• _EXERCISE DETAILS_: The entries need to be copied exactly.

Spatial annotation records
--------------------
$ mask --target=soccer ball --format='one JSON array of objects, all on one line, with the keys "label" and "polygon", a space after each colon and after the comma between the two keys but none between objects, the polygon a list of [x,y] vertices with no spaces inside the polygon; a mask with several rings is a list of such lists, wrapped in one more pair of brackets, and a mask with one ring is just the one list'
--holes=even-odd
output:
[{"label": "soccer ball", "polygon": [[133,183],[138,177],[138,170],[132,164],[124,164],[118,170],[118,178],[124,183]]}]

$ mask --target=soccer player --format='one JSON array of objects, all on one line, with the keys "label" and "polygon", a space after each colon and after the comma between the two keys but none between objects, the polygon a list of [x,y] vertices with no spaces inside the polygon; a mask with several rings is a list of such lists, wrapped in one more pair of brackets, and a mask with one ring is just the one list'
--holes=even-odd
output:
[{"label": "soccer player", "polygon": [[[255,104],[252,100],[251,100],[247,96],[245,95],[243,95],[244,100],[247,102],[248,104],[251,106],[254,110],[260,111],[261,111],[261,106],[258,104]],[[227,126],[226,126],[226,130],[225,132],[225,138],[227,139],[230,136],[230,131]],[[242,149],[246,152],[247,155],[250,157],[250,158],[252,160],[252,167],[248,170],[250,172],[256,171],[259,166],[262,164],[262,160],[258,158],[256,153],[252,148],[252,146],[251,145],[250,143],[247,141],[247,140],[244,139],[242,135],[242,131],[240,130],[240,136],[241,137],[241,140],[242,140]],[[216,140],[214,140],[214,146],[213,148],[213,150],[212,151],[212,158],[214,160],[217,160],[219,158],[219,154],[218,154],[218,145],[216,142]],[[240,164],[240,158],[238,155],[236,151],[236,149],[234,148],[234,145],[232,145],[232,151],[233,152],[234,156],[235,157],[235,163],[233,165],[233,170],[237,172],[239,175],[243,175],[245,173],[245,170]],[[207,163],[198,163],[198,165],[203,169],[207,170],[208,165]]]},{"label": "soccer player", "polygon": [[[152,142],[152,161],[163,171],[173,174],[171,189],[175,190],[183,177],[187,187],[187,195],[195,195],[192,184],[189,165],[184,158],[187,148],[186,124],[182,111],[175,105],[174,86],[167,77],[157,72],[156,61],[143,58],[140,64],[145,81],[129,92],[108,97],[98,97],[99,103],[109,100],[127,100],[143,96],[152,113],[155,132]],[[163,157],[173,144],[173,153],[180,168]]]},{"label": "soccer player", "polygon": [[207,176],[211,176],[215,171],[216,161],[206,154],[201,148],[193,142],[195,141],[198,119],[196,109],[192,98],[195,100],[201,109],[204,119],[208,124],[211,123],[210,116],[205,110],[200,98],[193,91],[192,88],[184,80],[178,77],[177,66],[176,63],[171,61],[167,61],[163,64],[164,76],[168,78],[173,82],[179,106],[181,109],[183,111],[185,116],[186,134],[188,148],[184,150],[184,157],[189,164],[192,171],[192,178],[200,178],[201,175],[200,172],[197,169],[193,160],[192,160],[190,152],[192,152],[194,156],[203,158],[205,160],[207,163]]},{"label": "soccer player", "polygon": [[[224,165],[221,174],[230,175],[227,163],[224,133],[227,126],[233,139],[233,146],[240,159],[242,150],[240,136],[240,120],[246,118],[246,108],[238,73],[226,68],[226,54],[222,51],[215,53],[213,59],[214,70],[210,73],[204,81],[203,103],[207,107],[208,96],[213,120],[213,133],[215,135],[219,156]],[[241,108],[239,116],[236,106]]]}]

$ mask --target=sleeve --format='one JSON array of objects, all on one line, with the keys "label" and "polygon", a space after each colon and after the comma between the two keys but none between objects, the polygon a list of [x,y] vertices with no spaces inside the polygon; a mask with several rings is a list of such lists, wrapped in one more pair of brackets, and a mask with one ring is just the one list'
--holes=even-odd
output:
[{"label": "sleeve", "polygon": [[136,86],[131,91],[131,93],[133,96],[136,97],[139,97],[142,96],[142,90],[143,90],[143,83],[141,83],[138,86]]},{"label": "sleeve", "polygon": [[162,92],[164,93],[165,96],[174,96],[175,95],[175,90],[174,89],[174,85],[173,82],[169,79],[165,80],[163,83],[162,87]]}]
--------------------
• _SOLUTION_:
$ mask --target=soccer ball --format='one JSON array of objects, all on one line, with the keys "label" and "polygon", a space after each colon and after the comma between the two keys but none between objects, the polygon a list of [x,y] vertices with no spaces inside the polygon; a mask with several rings is a list of such lists, wrapped in one more pair of brackets, and a mask with one ring is just the one list'
--holes=even-odd
output:
[{"label": "soccer ball", "polygon": [[133,183],[138,177],[138,170],[132,164],[124,164],[118,170],[118,178],[124,183]]}]

$ mask --target=soccer player --format='one JSON array of objects, all on one line, with the keys "label" and "polygon", a space after each colon and after the comma between the two keys but none between objects, the polygon a list of [x,y] vertices with no spaces inside the polygon; a mask with several rings is a list of such lists, wrapped in one more pair of brackets, and a mask with one ring is just the one list'
--holes=even-odd
output:
[{"label": "soccer player", "polygon": [[[255,104],[252,100],[251,100],[247,96],[245,95],[243,95],[244,100],[247,102],[248,104],[251,106],[254,110],[260,111],[261,111],[261,106],[258,104]],[[227,126],[226,126],[226,130],[225,132],[225,138],[227,139],[230,136],[230,131]],[[242,149],[246,152],[247,155],[250,157],[250,158],[252,160],[252,167],[248,170],[250,172],[256,171],[259,166],[262,164],[262,160],[258,158],[256,153],[252,148],[252,146],[251,145],[250,143],[247,141],[247,140],[244,139],[242,135],[242,131],[240,130],[240,136],[241,137],[241,140],[242,140]],[[216,140],[214,140],[214,146],[213,148],[213,150],[212,151],[212,158],[214,160],[217,160],[219,158],[219,154],[218,154],[218,145],[216,142]],[[240,164],[240,158],[238,155],[236,151],[236,149],[234,148],[234,145],[232,145],[232,151],[233,152],[234,156],[235,157],[235,163],[233,165],[233,170],[237,172],[239,175],[243,175],[245,173],[245,170]],[[207,163],[198,163],[198,165],[203,169],[207,170],[208,165]]]},{"label": "soccer player", "polygon": [[[152,142],[152,161],[163,171],[173,174],[171,189],[175,190],[183,177],[187,187],[187,195],[195,195],[192,184],[189,165],[184,158],[187,148],[186,124],[182,111],[175,105],[174,86],[167,77],[157,72],[156,61],[143,58],[140,64],[145,81],[129,92],[108,97],[98,97],[99,103],[109,100],[127,100],[143,96],[152,113],[155,132]],[[163,157],[173,144],[173,153],[180,168]]]},{"label": "soccer player", "polygon": [[207,176],[211,176],[215,171],[216,161],[206,154],[201,148],[193,142],[195,141],[198,119],[196,109],[192,98],[195,100],[201,109],[204,119],[208,124],[211,123],[210,116],[205,110],[200,98],[193,91],[192,88],[184,80],[178,77],[177,66],[176,63],[171,61],[167,61],[163,64],[164,76],[168,78],[173,82],[179,106],[181,109],[183,111],[185,116],[186,134],[188,148],[184,150],[184,157],[189,164],[192,171],[192,178],[200,178],[201,175],[200,172],[197,169],[193,160],[192,160],[190,152],[192,152],[194,156],[203,158],[205,160],[207,163]]},{"label": "soccer player", "polygon": [[[224,165],[221,174],[230,175],[227,163],[224,133],[227,126],[233,139],[233,146],[240,159],[242,150],[240,136],[240,120],[246,118],[246,108],[238,73],[226,68],[226,54],[222,51],[215,53],[213,59],[214,70],[210,73],[204,81],[203,103],[207,107],[208,96],[213,120],[213,133],[215,135],[219,156]],[[241,108],[239,116],[236,106]]]}]

$ mask --target=sleeve --format='one JSON array of objects, all on one line, with the keys "label" and "polygon", a space after each colon and after the comma between the two keys but none between objects, the polygon a list of [x,y] vertices with no spaces inside the polygon; a mask with several rings is a list of such lists, wrapped in one more pair of brackets, and a mask with one ring is just the one list'
--holes=even-odd
output:
[{"label": "sleeve", "polygon": [[136,86],[131,91],[131,93],[133,96],[136,97],[139,97],[142,96],[142,90],[143,90],[143,83],[141,83],[138,86]]},{"label": "sleeve", "polygon": [[162,92],[164,93],[165,96],[174,96],[175,95],[175,90],[174,89],[174,85],[173,82],[169,79],[165,80],[163,83],[162,87]]}]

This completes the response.